SELECTED EXTRACT:

Ehsan Sohrabi, a labor activist and former member of the Ministry of Labor’s Technical Protection Committee, recently stated that workers are “the most financially disciplined group within the Social Security system.” Seven percent of every worker’s salary is automatically deducted each month for insurance contributions, while workers themselves have no role in whether employers delay official payments.
Yet despite this, workers are the first group punished when treatment eligibility is suspended.
The consequences become even more dangerous for patients suffering from chronic illnesses. In recent weeks, many diabetic patients visiting pharmacies and treatment centers have reportedly been told that their insurance eligibility had been suspended, preventing them from receiving their medication quotas.
For a worker dependent on insulin, heart medication, or urgent medical services, even a temporary interruption in insurance coverage can become a direct threat to survival.
The cruelty of the situation lies in the fact that, legally speaking, employers may still remain within their official payment deadline while workers are already denied treatment.
Labor activists argue that the treatment eligibility window should be extended to at least 60 days in order to align with employers’ legal deadlines. Otherwise, workers are effectively forced to pay for bureaucratic disorder and employer delays with their health and, in some cases, their lives.

Stored data:
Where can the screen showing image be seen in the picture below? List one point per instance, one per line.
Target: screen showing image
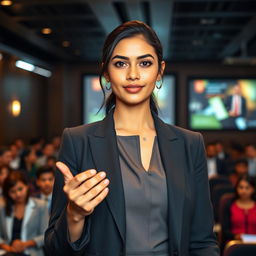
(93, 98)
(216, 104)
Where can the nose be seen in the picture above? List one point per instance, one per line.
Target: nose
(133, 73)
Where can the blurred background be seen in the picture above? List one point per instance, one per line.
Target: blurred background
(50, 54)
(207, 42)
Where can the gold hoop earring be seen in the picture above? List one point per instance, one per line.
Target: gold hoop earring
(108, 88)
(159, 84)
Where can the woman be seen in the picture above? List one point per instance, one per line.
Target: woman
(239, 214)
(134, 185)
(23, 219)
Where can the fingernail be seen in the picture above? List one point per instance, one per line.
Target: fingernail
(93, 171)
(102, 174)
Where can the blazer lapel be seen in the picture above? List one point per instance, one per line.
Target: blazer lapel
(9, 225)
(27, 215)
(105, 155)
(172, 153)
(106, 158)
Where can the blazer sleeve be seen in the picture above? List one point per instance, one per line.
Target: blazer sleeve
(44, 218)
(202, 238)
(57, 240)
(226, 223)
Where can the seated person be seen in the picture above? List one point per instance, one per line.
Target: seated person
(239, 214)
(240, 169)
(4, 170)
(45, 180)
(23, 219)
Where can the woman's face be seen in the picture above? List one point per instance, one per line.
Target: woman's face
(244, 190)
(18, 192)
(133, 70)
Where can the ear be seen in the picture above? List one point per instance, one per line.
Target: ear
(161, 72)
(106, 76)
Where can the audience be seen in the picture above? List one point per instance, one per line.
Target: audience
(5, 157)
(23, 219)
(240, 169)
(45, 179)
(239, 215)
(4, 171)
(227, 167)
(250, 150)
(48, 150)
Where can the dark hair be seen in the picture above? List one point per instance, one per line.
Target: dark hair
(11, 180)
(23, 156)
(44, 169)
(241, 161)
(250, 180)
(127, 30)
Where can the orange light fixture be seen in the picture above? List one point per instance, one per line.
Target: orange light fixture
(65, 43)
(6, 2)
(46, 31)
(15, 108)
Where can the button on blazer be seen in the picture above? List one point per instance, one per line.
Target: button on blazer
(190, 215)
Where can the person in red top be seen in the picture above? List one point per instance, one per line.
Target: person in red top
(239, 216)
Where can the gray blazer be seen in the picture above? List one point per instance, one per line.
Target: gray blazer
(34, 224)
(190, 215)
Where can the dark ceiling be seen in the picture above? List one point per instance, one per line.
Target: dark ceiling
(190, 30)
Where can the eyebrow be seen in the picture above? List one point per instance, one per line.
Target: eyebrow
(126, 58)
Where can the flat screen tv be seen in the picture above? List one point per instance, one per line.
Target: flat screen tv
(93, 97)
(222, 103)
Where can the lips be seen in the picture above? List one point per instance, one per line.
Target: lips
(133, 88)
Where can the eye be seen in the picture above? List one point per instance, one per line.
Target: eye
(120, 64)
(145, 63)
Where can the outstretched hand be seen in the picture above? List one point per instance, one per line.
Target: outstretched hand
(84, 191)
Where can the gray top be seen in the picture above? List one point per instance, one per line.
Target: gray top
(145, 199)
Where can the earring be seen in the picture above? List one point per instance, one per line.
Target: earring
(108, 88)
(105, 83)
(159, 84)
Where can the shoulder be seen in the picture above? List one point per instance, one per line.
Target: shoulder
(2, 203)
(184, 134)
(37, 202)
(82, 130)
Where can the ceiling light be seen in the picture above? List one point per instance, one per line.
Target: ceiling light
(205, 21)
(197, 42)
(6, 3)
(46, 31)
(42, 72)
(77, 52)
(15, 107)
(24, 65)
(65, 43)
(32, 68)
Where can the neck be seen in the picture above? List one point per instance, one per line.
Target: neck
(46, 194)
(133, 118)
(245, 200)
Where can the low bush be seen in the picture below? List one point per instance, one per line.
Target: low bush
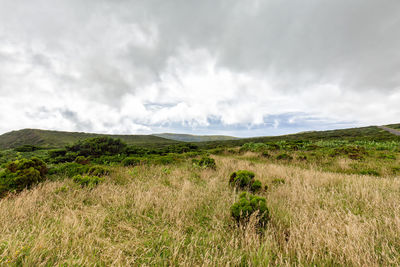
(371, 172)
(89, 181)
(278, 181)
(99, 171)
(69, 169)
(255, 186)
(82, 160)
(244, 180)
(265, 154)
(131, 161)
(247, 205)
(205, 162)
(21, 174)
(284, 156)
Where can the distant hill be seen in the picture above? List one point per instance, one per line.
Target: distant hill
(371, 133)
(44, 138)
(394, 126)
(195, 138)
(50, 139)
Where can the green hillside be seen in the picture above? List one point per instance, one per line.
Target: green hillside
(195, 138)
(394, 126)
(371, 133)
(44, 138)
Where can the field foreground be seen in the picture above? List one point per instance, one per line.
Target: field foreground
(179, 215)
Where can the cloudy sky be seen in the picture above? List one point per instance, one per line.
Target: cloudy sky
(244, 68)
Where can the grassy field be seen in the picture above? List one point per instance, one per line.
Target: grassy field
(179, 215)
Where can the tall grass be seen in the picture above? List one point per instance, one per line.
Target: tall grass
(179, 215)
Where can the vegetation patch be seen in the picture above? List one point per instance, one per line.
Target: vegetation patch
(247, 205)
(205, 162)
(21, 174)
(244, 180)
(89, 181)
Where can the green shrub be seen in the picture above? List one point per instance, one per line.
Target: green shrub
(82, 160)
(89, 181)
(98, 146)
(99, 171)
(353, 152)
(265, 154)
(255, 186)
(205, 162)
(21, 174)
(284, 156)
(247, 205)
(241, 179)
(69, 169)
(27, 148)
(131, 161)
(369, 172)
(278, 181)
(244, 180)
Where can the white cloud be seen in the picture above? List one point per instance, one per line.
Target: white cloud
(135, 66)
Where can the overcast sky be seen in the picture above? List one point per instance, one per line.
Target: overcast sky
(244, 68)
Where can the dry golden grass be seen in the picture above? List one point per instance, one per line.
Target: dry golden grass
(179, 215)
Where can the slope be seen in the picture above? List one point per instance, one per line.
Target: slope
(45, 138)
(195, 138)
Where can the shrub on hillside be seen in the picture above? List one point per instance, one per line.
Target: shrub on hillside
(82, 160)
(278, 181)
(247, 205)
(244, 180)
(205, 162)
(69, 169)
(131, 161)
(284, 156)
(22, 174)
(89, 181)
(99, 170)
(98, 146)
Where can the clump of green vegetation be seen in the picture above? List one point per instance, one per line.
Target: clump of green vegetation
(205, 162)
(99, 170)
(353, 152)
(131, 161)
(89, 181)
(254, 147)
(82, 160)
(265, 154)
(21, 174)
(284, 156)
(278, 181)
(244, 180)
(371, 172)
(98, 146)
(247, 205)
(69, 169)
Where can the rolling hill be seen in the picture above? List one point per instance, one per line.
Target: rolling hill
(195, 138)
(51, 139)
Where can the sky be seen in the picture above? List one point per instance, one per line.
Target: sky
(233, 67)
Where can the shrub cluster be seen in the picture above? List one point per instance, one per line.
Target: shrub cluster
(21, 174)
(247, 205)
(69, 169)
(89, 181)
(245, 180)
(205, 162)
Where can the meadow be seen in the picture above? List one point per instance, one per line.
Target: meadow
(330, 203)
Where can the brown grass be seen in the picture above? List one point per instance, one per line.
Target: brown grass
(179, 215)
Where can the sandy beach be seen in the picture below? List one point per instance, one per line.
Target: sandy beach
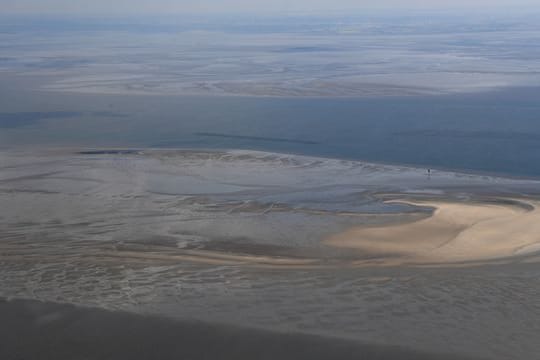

WORK TASK A:
Answer these questions using the passage on workers' insurance coverage:
(i) What share of every worker's salary is deducted each month for insurance contributions?
(ii) What were many diabetic patients told when they visited pharmacies and treatment centers?
(iii) What minimum length do labor activists propose for the treatment eligibility window?
WORK TASK B: From the passage on workers' insurance coverage, list the things a worker may depend on, as named in the sentence beginning "For a worker dependent on."
WORK TASK C: Continue the passage on workers' insurance coverage from its final sentence.

WRITTEN ANSWER A:
(i) Seven percent.
(ii) Their insurance eligibility had been suspended.
(iii) At least 60 days.

WRITTEN ANSWER B: Insulin, heart medication, urgent medical services.

WRITTEN ANSWER C:
But the crisis extends far beyond conflicting legal deadlines.
Repeated failures of Iran’s online Social Security systems have themselves become a daily nightmare for workers. Across the country, patients arriving at pharmacies or clinics are increasingly met with the same phrase: “The system is down.”
When the electronic system fails, digital prescriptions cannot be processed. Workers are then forced either to pay full market prices for medicine — often impossible under Iran’s collapsing economy — or to leave without treatment entirely.
For many Iranian workers already struggling to afford basic food and housing costs, even short interruptions in medical services can push families deeper into catastrophe.
Workers increasingly describe the system as fundamentally one-sided. Social Security authorities remain extremely strict when collecting insurance payments, yet even the smallest administrative disruption immediately results in suspended medical services.
Many now believe that the healthcare system in Iran no longer functions as social protection for workers, but rather as another mechanism of pressure against the country’s laboring class.
The crisis becomes even more painful for workers approaching retirement age.
Under current procedures, once retirement eligibility is confirmed, workers are ordered to leave their jobs immediately. However, the issuance of final retirement rulings can take months. During this bureaucratic gap, many retirees effectively lose access to healthcare services altogether.
This occurs precisely at a stage in life when medical care becomes more essential than ever.
Labor activists report that the delay between leaving employment and receiving final retirement approval can stretch to four months. Four months during which elderly workers often remain without stable income, without job security, and without access to medical treatment while trapped in endless administrative queues.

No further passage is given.